◆ Extracted records:

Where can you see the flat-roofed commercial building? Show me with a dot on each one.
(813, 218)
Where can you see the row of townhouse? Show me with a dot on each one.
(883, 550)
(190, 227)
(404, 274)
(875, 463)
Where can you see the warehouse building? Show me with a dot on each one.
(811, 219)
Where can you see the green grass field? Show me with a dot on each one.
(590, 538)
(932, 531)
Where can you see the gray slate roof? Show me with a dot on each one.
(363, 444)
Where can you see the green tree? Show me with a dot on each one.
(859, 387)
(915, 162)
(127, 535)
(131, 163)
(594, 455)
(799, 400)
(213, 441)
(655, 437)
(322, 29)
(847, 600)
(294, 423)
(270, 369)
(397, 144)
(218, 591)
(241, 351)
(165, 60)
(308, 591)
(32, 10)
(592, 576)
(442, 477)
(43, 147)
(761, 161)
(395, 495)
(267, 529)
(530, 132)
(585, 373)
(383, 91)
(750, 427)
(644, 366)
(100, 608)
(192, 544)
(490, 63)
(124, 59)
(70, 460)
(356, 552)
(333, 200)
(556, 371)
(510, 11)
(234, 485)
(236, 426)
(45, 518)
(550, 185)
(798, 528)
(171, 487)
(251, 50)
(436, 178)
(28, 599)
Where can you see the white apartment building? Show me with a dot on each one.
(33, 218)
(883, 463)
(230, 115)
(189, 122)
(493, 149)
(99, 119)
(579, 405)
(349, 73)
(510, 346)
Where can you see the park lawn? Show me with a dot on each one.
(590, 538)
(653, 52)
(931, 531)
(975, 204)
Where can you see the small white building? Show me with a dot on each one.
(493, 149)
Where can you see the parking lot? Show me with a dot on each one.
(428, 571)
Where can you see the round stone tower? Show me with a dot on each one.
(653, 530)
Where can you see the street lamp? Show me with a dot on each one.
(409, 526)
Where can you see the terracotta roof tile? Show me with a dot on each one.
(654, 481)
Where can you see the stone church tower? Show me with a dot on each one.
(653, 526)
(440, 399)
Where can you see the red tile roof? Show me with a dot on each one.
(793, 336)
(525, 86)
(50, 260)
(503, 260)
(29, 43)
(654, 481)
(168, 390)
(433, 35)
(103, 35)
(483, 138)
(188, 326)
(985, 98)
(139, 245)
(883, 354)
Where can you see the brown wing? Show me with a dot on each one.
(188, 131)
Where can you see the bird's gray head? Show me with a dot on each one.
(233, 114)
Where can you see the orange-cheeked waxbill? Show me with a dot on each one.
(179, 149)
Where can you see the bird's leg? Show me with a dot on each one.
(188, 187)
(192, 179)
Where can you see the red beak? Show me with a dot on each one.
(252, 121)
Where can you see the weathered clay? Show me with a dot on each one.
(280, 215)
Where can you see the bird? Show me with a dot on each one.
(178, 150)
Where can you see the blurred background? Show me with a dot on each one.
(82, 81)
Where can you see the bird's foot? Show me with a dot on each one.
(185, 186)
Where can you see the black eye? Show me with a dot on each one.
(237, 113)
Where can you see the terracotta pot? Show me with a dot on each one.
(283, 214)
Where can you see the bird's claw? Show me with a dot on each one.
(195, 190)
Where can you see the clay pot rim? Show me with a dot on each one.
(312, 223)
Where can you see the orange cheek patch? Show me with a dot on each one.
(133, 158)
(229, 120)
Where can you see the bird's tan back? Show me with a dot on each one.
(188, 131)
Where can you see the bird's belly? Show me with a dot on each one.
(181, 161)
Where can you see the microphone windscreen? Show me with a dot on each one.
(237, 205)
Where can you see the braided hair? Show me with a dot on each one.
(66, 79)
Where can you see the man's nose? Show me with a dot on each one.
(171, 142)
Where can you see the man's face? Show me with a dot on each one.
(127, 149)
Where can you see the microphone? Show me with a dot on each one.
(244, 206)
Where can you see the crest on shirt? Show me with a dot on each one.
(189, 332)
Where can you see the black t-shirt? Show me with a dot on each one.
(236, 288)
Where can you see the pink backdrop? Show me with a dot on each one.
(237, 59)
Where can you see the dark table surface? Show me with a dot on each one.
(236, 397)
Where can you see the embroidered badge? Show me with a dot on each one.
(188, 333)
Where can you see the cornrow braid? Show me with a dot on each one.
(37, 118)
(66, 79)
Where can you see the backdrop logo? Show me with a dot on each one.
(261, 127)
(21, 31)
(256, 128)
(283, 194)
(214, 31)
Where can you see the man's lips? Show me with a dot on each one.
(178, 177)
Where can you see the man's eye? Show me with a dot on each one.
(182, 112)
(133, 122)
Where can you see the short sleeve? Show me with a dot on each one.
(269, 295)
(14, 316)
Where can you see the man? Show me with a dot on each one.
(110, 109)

◆ Exercise description: Copy the stretch from the line containing "Where can you see the man's nose?" through the last line, replacing "backdrop" with "background" and changing nothing else.

◆ The output:
Where can you see the man's nose? Show me with a dot on each one.
(171, 142)
Where can you see the man's face? Show me with a dot on each one.
(127, 149)
Where can you see the microphone? Show me with a dot on each one.
(244, 206)
Where can you see the crest on shirt? Show me with a dot on each one.
(189, 332)
Where can you see the black t-shirt? Show me with a dot on each one.
(236, 288)
Where can you see the pink background? Show me with a dot on each one.
(237, 59)
Where can you see the dark table surface? Show me with a dot on each one.
(236, 397)
Where can you see the embroidered badge? Show me with a dot on each one.
(188, 333)
Where can you see the cornrow braid? Show me with a dot on each one.
(37, 118)
(66, 79)
Where can you see the background logo? Show me with a dot on each one.
(261, 127)
(21, 31)
(256, 128)
(283, 194)
(214, 31)
Where can you see the man's lips? Show me with a dot on each one.
(178, 177)
Where can you see the man's eye? Show me with a dot on each one.
(182, 112)
(133, 122)
Where can you see the short sleeve? Show me with a dot on each one.
(269, 295)
(14, 316)
Where can you see the man? Show me with a dot on each one.
(110, 109)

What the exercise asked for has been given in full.